- _AUFGABEN_:
a. Wie viele Restaurants wurden laut dem Artikel über die Anschläge in Chemnitz in den vergangenen Wochen überfallen?
b. Tipp aus dem Artikel über die Anschläge in Chemnitz alles von „T. führt am“ bis hinunter zu „liegen, stehen Tränen.“ Wort für Wort ab.
c. Schreib den Artikel über den Brand im Chemnitzer Restaurant Mangal weiter, direkt nach seinem letzten Satz.

Anschläge in Sachsen: Schon wieder Chemnitz
In den vergangenen Wochen wurden in Chemnitz vier Restaurants überfallen – ein jüdisches, zwei persische und zuletzt ein türkisches. Eine Serie?
T. führt am Dienstag dieser Woche durch das Mangal, sein Restaurant. Oder das, was davon noch übrig ist. „Es ist alles weg“, sagt T. „Alles.“ Der 46-Jährige vergräbt die Hände in den Jackentaschen. Er läuft auf und ab in den Brandresten wie in einer düsteren Höhle, weiß nicht, wo er stehen bleiben soll. Dann will T. wieder raus. Er kriege hier sonst Kopfschmerzen, sagt er. In seinen Augen, unter denen Schatten liegen, stehen Tränen.
Was er jetzt mit dem Mangal machen soll? T. starrt einen Moment vor sich hin. Alles wieder aufbauen? Alles hinschmeißen? „Ich weiß es nicht. Keine Ahnung.“
Sechs Tage ist es da her, dass die drei Männer in T.s Restaurant einbrachen. Nachts gegen zwei Uhr kamen sie. Einen riesigen Knall habe es gegeben, berichtete eine Nachbarin der Polizei. Sie habe das Trio noch weglaufen sehen, und dann den Qualm. Als sie T. mit dem Handy aus dem Schlaf klingelte, glaubte er das Gehörte erst nicht. Dann stieg er ins Auto, fuhr in die Innenstadt. Und sah, dass sein Mangal tatsächlich niederbrannte.

- _ANGEZEIGTE ANGABEN_:
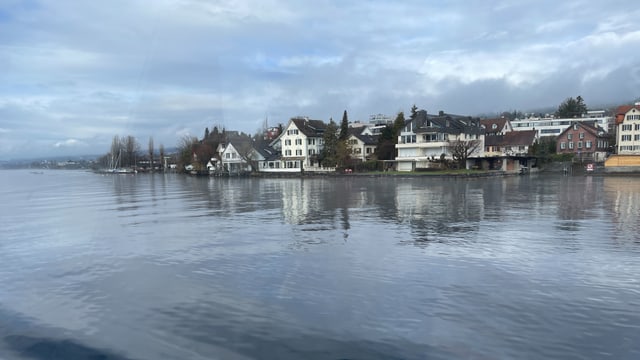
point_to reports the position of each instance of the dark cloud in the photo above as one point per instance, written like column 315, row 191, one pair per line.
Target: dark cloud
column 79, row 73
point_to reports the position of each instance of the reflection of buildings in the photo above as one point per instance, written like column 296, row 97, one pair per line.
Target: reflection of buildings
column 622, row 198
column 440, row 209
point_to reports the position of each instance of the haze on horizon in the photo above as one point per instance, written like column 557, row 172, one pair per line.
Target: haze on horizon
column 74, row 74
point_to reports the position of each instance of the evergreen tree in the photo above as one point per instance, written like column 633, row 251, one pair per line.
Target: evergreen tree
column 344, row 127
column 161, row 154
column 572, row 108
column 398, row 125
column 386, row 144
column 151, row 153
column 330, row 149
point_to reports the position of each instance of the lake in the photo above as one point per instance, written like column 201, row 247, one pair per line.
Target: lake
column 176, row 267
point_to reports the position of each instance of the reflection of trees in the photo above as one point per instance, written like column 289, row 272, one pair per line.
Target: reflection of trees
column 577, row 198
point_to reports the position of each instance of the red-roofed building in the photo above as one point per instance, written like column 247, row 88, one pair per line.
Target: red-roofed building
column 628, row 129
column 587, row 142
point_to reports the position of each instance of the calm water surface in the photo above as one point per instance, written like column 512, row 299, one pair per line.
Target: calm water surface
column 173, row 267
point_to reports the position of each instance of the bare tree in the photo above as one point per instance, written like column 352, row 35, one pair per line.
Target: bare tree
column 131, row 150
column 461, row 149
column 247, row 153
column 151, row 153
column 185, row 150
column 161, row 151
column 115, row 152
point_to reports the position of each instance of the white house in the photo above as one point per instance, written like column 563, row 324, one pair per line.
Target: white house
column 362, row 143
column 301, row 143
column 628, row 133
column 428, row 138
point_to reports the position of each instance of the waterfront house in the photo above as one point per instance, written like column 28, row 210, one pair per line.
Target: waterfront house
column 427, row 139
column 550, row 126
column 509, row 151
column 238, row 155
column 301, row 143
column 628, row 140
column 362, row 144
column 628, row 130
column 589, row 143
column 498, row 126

* * *

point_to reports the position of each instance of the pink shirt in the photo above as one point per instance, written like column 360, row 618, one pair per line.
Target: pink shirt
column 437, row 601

--

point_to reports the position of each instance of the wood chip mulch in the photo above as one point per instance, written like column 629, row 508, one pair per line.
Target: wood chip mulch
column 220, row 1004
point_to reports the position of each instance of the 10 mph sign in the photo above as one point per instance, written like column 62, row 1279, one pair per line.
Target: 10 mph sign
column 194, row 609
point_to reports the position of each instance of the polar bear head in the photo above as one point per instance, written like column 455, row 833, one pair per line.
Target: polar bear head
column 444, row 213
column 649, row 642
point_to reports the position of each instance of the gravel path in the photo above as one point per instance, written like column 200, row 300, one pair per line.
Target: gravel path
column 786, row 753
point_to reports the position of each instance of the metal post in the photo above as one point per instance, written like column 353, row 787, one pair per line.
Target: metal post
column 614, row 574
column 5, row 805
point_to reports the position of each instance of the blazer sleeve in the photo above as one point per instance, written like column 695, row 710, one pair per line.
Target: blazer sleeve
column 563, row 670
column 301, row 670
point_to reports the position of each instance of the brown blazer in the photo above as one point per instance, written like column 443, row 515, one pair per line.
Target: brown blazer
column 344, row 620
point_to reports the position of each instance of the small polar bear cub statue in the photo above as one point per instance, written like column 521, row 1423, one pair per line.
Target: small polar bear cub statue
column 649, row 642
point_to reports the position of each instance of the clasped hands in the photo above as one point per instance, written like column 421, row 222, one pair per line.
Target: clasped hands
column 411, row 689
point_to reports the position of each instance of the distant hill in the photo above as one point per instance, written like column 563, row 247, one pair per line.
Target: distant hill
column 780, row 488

- _ANTWORTEN_:
a. Vier: ein jüdisches, zwei persische und ein türkisches.

b.
T. führt am Dienstag dieser Woche durch das Mangal, sein Restaurant. Oder das, was davon noch übrig ist. „Es ist alles weg“, sagt T. „Alles.“ Der 46-Jährige vergräbt die Hände in den Jackentaschen. Er läuft auf und ab in den Brandresten wie in einer düsteren Höhle, weiß nicht, wo er stehen bleiben soll. Dann will T. wieder raus. Er kriege hier sonst Kopfschmerzen, sagt er. In seinen Augen, unter denen Schatten liegen, stehen Tränen.

c.
Es ist bereits der vierte Angriff auf ein Restaurant in Chemnitz seit Ende August, als in der sächsischen Stadt der 35-jährige Daniel H. erstochen wurde, mutmaßlich von einem Iraker und einem Syrer. Seitdem protestiert die rechte Gruppierung „Pro Chemnitz“ allwöchentlich gegen Flüchtlinge und Hunderte kommen, Bürger wie Rechtsextreme. Schon am 27. August griff ein Dutzend dunkel Gekleideter das jüdische Restaurant Schalom an. Gut drei Wochen später wurde beim persischen Lokal Schmetterling die Frontscheibe eingeschlagen. Dann stürmten drei Vermummte in das ebenfalls persische Safran. Und nun das Mangal.
Noch ermittelt die Polizei die Motive der Angriffe, „in alle Richtungen“. Aber der Staatsschutz hat die Fälle übernommen, zuständig für politische Straftaten. Der Anfangsverdacht eines „fremdenfeindlichen“ Motivs sei naheliegend, sagt eine Sprecherin.
„Es gibt eine Spannung in der Stadt“, sagt Ali T.. Seit 28 Jahren lebt er in Deutschland, seit 1994 in einem Vorort von Chemnitz. Vor gut einem Jahr eröffnete er sein Mangal. Gegrillter Lammrücken und Doradenfilet, gehobene anatolische Küche. Das Restaurant sei gut gelaufen, sagt T. „Ich hatte niemals Probleme mit jemandem.“ Bis jetzt.
Auch Masoud Hashemi hatte lange keine Probleme. Er floh vor fünf Jahren aus dem Iran nach Deutschland, landete in Chemnitz. Vor acht Monaten machte der 52-Jährige das Safran auf, ein kleines Lokal mit persischen Gerichten. Hashemi, ein schmaler, leiser Mann, sitzt an einem der Tische, vor sich goldbestickte Deckchen. Die Stadt habe fast nur gute Menschen, sagt er. Aber es gebe auch die anderen.
Als Daniel H. erstochen wurde, sei auch er erschüttert gewesen, erzählt Hashemi. Am Tatort habe er, wie so viele, Blumen abgelegt. Dann aber kritzelte jemand ein Hakenkreuz an seine Ladentür, später noch einmal, eine Scheibe ging zu Bruch. Hashemi meldete alles der Polizei, ihr Revier ist nur wenige Schritte entfernt.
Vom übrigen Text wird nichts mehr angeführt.